* [Problem details] Copy out the material from the line containing "Find black beanie in the photo above." down to the line containing "[76,435,1000,608]", both lines included, with nothing changed.

* [Data extract]
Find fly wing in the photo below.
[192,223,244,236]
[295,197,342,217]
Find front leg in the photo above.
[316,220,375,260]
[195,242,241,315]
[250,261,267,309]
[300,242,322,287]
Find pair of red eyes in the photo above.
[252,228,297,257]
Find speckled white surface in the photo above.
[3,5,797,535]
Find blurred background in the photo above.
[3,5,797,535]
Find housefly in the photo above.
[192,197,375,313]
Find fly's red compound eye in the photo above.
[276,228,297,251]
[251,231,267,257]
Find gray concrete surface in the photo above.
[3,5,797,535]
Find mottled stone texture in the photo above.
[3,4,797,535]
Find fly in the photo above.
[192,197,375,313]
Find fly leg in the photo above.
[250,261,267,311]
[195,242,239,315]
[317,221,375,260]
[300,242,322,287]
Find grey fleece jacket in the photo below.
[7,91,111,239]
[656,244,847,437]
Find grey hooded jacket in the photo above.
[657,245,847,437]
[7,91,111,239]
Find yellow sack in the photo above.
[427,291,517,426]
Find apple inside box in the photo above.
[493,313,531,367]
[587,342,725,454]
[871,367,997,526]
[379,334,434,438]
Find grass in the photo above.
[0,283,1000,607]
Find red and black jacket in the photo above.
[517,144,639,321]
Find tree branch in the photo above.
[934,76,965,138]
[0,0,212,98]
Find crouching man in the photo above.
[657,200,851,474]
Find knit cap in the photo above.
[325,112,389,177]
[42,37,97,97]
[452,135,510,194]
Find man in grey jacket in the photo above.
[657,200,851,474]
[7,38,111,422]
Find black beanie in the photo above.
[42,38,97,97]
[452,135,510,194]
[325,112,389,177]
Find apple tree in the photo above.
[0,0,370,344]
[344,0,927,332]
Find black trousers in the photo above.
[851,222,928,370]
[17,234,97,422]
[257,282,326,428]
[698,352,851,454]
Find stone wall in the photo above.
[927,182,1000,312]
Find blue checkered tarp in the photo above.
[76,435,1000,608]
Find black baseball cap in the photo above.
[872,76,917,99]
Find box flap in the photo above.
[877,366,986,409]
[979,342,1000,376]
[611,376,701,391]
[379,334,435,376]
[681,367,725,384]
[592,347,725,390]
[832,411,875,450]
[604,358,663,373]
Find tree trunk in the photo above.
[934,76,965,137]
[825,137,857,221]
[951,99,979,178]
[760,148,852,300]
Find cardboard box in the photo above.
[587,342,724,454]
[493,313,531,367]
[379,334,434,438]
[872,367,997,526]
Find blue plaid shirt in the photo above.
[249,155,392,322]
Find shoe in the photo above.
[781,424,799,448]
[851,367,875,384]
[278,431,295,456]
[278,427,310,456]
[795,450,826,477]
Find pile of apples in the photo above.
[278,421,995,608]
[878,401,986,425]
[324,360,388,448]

* [Result]
Find black beanie in the photo above.
[42,38,97,97]
[452,135,510,194]
[325,112,389,177]
Find apple tree in the photo above.
[0,0,370,344]
[344,0,927,332]
Find black trousers in the photo above.
[851,222,928,370]
[17,234,97,422]
[257,282,326,428]
[698,352,851,454]
Find stone wall in the photo above.
[927,182,1000,312]
Find blue checkered tarp in the photo above.
[76,435,1000,608]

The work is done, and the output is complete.